Предложенный отрывок:
Лаборатория пустела.
Она пустела непоправимо. Так это выглядело, ибо никто не знал будущего, а для оптимизма время было неудачным. И все чаще появлялось ощущение, что пустеет физика, потому что всюду происходило одно и то же. По обе стороны фронта.
Ганс Гейгер — Эрнсту Резерфорду
Страсбург, 26 марта 1915
…Большое спасибо вам за ваше письмо от 13 февраля, которое я получил несколько дней назад.
До середины октября я был на фронте, но заболел и вынужден был около десяти недель провести в постели. То была очень скверная форма ревматизма с лихорадкой, и ноги мои сильно опухли и одеревенели… Недели через две меня снова ожидает фронтовая жизнь.
Думаю, что едва ли не все мои коллеги, из тех, кого вы знавали, находятся в армии. Д-р Рюмелин, и Рейнганум, и Глятцель пали в первые месяцы войны. И Шмидт погиб… До меня доходят иногда вести от профессора Хана, который, кажется, вполне доволен своей военной должностью… Д-р Шрадер в полевой артиллерии…
Да, всюду происходило одно и то же.
Однако это была не единственная беда — пустеющие лаборатории. В том же грустном письме бедняги Гейгера Резерфорд прочел фразу, казалось бы, немыслимую в устах его недавнего ассистента: «я видел в журналах несколько ваших статей, но должен признаться, что не могу обрести сейчас нужной сосредоточенности для того, чтобы читать что-нибудь научное». А вслед за тем пришло письмо от Мозли с похожим и не менее удивительным признанием: «…Я еще от случая к случаю просматриваю Phil. Mag., но в остальном совершенно выбыл из игры…»
Физикам становилось не до физики. Может быть, это-то и было хуже всего.
Что-то следовало делать!
Война разрушала все, к чему прикасалась. Надо было как-то ей противостоять.
В тягостной задумчивости он мог вышагивать любые протестующие и праведные речи, но остановить запущенную на полный ход мясорубку мобилизаций он не мог. Он не мог и гораздо меньшего: выторговать хоть какие-нибудь поблажки для своих нынешних и бывших мальчиков. Одно оставалось в его власти: попытаться быть для них по-прежнему Папой или Профом. Иными словами, вождем племени. Или предводителем рода. (Так говорил о нем в уже знакомой нам панегирической мемориальной лекции манчестерец А. Рассел.)

Задание A:
Из какого города Гейгер отправил письмо Резерфорду, согласно отрывку о физиках в годы войны?
Задание B:
Процитируйте фрагмент отрывка о физиках в годы войны между «До середины октября» и «ожидает фронтовая жизнь.», включая оба этих места.
Задание C:
Напишите, что следует дальше в отрывке о физиках в годы войны после его последнего предложения.

Записи набора данных:

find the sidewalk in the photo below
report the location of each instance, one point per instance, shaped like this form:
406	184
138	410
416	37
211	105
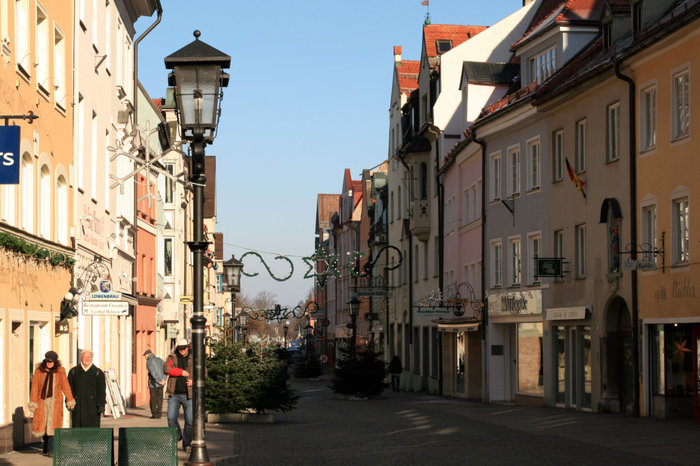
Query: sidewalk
220	441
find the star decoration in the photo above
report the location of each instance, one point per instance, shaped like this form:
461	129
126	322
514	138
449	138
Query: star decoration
681	348
320	256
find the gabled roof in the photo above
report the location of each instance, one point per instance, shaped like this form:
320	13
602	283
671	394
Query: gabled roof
455	33
553	12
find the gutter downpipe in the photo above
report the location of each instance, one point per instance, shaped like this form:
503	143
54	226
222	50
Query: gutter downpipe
484	313
633	228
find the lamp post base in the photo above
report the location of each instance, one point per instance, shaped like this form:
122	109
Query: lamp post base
198	456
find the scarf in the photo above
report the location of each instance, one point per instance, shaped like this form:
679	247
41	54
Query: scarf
47	389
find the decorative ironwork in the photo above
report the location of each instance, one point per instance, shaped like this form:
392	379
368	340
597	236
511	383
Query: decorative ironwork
456	297
281	257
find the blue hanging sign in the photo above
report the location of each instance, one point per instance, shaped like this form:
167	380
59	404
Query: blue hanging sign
9	154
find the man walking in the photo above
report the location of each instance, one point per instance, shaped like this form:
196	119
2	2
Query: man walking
178	366
87	382
156	380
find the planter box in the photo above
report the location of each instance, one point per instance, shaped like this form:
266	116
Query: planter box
265	418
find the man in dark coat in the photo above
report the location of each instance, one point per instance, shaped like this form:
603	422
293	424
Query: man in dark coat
87	382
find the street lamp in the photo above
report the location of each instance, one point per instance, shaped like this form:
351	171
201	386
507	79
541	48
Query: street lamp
198	77
354	305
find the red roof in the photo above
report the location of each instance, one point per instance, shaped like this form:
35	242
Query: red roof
456	33
408	75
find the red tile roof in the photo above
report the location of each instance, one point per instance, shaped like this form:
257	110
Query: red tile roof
408	75
456	33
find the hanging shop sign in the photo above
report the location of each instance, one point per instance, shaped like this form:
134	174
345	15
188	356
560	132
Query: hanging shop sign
9	154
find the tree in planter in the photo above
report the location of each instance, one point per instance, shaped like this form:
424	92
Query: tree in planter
239	380
361	376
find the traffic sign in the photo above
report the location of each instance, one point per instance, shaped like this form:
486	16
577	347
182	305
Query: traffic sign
105	308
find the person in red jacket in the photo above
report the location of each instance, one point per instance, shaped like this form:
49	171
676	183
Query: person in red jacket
178	367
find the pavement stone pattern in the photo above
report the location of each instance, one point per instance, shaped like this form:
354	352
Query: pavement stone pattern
417	429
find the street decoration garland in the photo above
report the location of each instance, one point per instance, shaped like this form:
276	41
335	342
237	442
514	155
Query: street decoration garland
33	250
280	257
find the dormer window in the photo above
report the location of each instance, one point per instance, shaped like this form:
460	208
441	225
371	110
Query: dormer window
443	46
607	34
543	65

Ответ к заданию A:
Из Страсбурга.

Ответ к заданию B:
До середины октября я был на фронте, но заболел и вынужден был около десяти недель провести в постели. То была очень скверная форма ревматизма с лихорадкой, и ноги мои сильно опухли и одеревенели… Недели через две меня снова ожидает фронтовая жизнь.

Ответ к заданию C:
Признания Гейгера и Мозли были честными ответами на его тревожные расспросы. Он написал им первый. И за его тревогой ощущалось стремление вождя уберечь от распада свой клан. Сохранить его и сохраниться вместе с ним для будущего! А распад мог идти разными путями. Утрата всепоглощающего интереса к науке и потеря былой одержимости — это был не худший вариант. Равнодушие тут возникало из-за явной беспомощности перед лицом военных тягот и постоянной угрозы смерти. Это легко было понять. И это можно было лечить сочувствием. Тут еще не разрушалась личность и не уничтожалось человеческое достоинство. А существовала опасность посквернее. Исправный читатель газет, Резерфорд был отлично с нею знаком.
В эту именно пору — в марте 15-го года — написал Эйнштейн Роллану известное свое письмо:
Даже ученые разных стран ведут себя так, словно у них восемь месяцев назад удалили головной мозг… Испытают ли грядущие поколения чувство благодарности к нашей Европе, сумевшей за три века энергичнейшего культурного развития прийти лишь к тому, что религиозное безумие сменилось безумием националистическим?!
Военный психоз и шальной шовинизм — Эйнштейн называл это неандертальством — были равно отвратительны в обоих воюющих лагерях. И Резерфорд — глава многонациональной физической школы — сознавал это с крайней остротой.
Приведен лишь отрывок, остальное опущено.